Requirements
A - Duplicate the portion of the Regions Bank opinion that begins with the words containing "REGIONS BANK, Petitioner, v." and ends with "Anderson, for Respondents.".
B - Write the next part of the Regions Bank opinion, picking up right after its final sentence.

Supplied passage
=-=-=-=-=

Supreme Court of South Carolina.

REGIONS BANK, Petitioner, v. Richard C. STRAWN, Robert K. Borchers, individually and as personal representative of the Estate of Marie Borchers and Nancy Davidson Borchers, Respondents. Appellate Case No.2012–213178.

Nos. 2012–213178, 27555.

Decided: August 05, 2015

Harold P. Threlkeld, of The Office of Harold P. Threlkeld, of Anderson, for Petitioner. Samantha Nelson Murphy, of Epps, Nelson & Epps, of Anderson, for Respondents.

This matter is before the Court by way of a petition for a writ of certiorari seeking review of the Court of Appeals' decision in Regions Bank v. Strawn, 399 S.C. 530, 732 S.E.2d 230 (Ct.App.2012). Regions Bank contends that the Court of Appeals erred when it affirmed the trial court's award of statutory damages for the bank's failure to satisfy a mortgage. We affirm.


In 2006, Regions Bank brought a foreclosure action against Robert and Nancy Borchers seeking to foreclose on the property the Borchers purchased from Cammie Strawn in 2003. The Borchers counterclaimed seeking to recover damages from Regions Bank pursuant to section 29–3–320 1 of the South Carolina Code based on the bank's failure to enter satisfaction of the mortgage within the three-month time period required by section 29–3–3102 .

Marie Borchers purchased the home in question from Cammie Strawn. Cammie acquired the home, by deed, from her then-husband, Richard Strawn. Richard Strawn had previously given a mortgage to Regions Bank to secure a line of credit. At the time that the house was sold to Marie Borchers, there was an outstanding balance of $32,240.42 on the credit line.

=-=-=-=-=

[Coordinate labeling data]
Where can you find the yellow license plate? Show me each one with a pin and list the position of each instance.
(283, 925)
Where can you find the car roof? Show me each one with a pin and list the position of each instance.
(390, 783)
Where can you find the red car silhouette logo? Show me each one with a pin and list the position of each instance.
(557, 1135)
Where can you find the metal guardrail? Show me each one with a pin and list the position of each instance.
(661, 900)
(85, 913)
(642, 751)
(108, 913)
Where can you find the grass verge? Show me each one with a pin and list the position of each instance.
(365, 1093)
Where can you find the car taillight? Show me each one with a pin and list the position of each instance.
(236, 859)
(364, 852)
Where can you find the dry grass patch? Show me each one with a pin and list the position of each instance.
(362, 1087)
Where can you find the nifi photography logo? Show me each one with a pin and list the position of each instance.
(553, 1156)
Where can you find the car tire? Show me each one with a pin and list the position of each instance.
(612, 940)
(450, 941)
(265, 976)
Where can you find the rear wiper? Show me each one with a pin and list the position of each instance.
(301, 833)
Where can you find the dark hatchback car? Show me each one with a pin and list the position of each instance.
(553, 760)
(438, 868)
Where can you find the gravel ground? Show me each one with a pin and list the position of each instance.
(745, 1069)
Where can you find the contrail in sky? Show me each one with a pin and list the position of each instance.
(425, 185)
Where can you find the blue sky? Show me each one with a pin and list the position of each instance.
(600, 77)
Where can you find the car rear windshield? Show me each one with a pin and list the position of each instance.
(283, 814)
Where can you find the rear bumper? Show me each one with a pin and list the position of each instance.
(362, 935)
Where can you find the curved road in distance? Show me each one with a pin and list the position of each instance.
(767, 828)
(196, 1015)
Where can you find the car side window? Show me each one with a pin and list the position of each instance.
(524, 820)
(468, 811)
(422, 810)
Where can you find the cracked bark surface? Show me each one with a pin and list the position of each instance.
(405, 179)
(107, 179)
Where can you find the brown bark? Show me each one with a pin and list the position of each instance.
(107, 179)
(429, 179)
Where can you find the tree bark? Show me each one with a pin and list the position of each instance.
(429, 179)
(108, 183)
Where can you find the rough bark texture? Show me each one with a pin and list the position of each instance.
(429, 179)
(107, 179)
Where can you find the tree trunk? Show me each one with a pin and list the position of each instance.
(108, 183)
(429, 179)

=-=-=-=-=

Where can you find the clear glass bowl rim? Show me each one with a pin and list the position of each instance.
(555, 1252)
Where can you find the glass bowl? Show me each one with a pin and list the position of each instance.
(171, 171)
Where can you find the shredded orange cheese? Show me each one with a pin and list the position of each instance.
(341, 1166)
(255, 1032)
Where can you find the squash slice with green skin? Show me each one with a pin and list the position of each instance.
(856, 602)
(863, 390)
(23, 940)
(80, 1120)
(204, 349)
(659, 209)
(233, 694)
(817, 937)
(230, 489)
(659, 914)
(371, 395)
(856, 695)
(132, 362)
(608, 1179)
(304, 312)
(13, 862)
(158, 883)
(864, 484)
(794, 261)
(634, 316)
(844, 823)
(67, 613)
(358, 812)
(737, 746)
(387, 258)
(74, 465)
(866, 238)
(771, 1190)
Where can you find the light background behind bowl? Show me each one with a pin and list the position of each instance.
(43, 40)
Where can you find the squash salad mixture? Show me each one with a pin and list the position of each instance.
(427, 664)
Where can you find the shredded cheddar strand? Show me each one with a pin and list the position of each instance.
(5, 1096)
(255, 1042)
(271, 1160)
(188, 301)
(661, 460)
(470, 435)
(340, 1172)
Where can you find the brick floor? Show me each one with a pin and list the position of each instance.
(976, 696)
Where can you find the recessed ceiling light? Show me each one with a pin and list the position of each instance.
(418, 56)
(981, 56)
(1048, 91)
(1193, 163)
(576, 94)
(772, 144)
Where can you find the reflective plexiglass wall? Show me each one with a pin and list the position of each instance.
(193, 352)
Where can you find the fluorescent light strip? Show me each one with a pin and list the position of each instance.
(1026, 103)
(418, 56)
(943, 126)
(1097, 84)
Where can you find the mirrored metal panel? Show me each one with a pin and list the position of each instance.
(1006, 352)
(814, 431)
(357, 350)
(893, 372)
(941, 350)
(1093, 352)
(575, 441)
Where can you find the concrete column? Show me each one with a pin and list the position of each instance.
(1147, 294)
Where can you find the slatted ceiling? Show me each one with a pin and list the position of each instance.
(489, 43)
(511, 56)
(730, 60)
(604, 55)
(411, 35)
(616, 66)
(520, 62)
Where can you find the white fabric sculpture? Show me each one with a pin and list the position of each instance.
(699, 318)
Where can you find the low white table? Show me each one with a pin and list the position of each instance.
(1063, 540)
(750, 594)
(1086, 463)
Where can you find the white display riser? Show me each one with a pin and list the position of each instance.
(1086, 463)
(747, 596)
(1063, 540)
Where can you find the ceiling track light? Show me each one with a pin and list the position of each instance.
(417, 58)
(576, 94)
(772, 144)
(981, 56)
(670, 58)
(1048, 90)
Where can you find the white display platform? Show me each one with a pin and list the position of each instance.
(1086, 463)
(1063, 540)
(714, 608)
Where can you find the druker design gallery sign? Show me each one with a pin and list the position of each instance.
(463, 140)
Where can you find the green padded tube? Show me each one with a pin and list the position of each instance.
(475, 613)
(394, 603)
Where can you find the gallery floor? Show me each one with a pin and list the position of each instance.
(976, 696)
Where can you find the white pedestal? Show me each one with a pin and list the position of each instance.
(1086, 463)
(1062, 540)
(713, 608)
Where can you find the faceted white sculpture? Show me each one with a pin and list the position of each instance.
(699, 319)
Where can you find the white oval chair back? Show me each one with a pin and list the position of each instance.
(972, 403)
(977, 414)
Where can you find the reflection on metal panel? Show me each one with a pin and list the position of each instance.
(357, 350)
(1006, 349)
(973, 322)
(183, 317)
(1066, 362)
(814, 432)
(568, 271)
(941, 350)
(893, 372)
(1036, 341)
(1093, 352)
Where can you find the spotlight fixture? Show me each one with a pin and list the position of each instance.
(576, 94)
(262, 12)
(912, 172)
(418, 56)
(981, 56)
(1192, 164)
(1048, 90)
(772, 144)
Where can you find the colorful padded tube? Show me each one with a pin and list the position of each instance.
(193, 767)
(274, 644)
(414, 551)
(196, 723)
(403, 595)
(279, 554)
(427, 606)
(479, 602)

=-=-=-=-=

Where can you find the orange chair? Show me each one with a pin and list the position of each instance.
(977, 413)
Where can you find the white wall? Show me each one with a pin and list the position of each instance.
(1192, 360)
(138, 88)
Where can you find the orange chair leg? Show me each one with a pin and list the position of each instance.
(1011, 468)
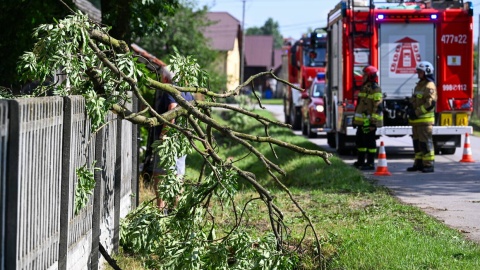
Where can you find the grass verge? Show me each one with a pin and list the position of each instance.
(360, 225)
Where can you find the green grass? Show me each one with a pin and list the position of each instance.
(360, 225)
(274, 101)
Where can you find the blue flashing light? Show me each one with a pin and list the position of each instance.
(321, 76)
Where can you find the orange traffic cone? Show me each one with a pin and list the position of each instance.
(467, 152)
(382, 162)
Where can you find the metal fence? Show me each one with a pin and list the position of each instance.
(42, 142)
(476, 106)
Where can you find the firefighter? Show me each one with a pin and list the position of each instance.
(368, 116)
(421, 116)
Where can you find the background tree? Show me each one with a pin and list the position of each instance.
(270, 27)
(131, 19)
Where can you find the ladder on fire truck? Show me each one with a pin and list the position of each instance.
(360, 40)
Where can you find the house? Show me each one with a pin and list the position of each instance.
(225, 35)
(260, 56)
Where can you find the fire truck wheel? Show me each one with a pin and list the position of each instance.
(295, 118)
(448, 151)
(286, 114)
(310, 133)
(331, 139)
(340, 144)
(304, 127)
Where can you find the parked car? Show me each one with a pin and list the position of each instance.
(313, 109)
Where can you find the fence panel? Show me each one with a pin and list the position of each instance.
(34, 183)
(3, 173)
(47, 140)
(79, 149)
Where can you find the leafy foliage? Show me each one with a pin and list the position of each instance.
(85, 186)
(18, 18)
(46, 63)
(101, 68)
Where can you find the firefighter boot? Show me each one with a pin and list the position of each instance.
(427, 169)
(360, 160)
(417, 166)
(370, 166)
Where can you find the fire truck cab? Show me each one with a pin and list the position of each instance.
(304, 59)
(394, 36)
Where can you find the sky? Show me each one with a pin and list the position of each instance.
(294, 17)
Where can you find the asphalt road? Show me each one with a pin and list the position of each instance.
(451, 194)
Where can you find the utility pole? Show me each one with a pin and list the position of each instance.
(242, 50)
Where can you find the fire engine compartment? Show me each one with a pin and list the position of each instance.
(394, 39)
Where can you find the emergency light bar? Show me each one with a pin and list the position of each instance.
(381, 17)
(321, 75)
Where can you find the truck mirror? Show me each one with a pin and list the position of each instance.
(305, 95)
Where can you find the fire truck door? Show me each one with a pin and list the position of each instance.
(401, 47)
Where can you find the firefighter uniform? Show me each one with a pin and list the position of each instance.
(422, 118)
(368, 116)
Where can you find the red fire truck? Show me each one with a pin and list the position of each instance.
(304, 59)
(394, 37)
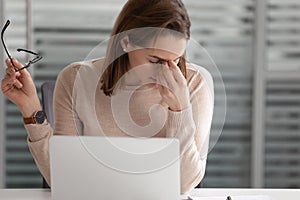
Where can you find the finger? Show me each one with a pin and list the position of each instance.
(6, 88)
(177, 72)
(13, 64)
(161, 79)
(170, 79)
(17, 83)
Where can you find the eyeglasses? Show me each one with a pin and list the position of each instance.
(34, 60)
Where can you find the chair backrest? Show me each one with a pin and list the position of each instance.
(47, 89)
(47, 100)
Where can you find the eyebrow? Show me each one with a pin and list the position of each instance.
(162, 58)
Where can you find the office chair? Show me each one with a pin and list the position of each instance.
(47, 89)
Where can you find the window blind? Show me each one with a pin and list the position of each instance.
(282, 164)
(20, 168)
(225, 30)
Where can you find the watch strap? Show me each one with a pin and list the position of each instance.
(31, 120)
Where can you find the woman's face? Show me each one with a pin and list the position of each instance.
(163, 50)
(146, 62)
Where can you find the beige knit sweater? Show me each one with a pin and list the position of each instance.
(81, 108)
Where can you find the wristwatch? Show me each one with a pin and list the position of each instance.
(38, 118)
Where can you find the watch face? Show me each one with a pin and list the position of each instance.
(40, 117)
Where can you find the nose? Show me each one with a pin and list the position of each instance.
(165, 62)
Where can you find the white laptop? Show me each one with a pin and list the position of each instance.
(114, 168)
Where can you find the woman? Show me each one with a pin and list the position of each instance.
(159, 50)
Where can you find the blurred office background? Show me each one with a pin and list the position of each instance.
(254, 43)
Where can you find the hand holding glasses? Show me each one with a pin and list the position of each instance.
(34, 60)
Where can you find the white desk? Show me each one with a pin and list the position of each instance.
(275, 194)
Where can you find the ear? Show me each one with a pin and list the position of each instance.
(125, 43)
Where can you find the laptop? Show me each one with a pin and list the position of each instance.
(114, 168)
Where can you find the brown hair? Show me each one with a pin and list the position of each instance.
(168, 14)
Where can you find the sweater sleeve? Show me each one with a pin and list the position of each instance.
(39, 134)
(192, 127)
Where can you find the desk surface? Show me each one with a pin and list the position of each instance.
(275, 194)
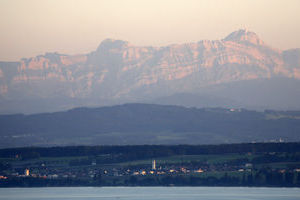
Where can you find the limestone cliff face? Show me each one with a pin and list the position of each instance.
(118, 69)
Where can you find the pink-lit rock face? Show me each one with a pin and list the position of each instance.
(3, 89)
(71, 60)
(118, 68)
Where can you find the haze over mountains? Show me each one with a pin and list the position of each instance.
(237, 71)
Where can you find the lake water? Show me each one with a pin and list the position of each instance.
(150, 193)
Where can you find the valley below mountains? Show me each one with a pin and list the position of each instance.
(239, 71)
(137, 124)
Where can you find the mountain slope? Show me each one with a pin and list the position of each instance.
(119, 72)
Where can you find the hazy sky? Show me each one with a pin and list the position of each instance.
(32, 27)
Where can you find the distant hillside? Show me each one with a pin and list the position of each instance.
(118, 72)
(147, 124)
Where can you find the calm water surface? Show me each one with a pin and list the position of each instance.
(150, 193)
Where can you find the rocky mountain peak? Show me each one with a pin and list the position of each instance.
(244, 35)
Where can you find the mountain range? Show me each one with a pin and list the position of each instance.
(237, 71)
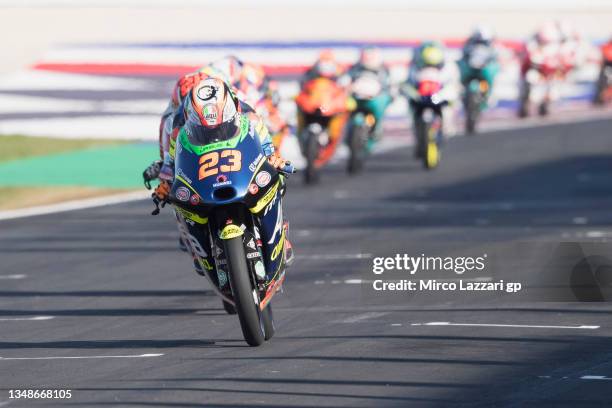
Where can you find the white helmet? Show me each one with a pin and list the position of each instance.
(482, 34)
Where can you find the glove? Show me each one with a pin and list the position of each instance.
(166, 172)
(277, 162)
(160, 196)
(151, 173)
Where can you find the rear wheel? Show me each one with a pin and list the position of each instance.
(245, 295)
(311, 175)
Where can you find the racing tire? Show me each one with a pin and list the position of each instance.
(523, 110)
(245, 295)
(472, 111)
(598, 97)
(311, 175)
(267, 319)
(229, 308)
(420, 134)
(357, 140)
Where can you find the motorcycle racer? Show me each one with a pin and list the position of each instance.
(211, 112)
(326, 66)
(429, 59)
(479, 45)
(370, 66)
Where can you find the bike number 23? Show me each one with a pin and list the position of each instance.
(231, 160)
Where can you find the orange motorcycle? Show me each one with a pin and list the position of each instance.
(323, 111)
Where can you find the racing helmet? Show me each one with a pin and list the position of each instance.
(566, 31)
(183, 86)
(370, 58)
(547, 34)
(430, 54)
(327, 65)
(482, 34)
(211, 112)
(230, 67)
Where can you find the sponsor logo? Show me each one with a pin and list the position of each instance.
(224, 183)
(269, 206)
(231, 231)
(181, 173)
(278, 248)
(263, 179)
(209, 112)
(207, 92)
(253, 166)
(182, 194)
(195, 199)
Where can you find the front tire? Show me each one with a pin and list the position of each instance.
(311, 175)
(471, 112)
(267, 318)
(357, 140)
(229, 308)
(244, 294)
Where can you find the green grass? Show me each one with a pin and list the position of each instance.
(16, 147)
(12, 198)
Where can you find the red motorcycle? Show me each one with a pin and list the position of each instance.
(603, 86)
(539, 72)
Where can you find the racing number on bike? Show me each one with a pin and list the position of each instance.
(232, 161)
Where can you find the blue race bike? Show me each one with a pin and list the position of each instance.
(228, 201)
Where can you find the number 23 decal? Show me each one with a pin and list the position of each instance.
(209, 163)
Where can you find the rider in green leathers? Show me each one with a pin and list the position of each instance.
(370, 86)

=-=-=-=-=

Responses to the tasks
A -
REGIONS BANK, Petitioner, v. Richard C. STRAWN, Robert K. Borchers, individually and as personal representative of the Estate of Marie Borchers and Nancy Davidson Borchers, Respondents. Appellate Case No.2012–213178.

Nos. 2012–213178, 27555.

Decided: August 05, 2015

Harold P. Threlkeld, of The Office of Harold P. Threlkeld, of Anderson, for Petitioner. Samantha Nelson Murphy, of Epps, Nelson & Epps, of Anderson, for Respondents.

B -
On the day of closing, Marie Borchers' attorney, James Belk, had an employee deliver a payoff check and a mortgage satisfaction transmittal letter to Regions Bank. The check had the words “Payoff of first mortgage” typed on it. Regions Bank applied the check to the line of credit debt bringing its balance to zero; however, Regions Bank did not satisfy the mortgage. Instead, Regions Bank provided Richard Strawn with new checks on the line of credit even though the public record reflected that Richard Strawn had not owned the property for more than two years. Richard Strawn accrued new debt in excess of $72,000.

Regions Bank attempted to collect Strawn's debt by foreclosing on the Borchers' home. The Borchers answered, counterclaimed and moved for summary judgment on the foreclosure action. The Borchers claimed that they were bona fide purchasers, they complied with section 29–3–310, and, as a result, they were entitled to damages pursuant to section 29–3–320. Regions Bank countered that the mortgage represents a revolving line of credit, which should be handled differently than a conventional mortgage, and that it could not satisfy the mortgage without instructions from Strawn himself.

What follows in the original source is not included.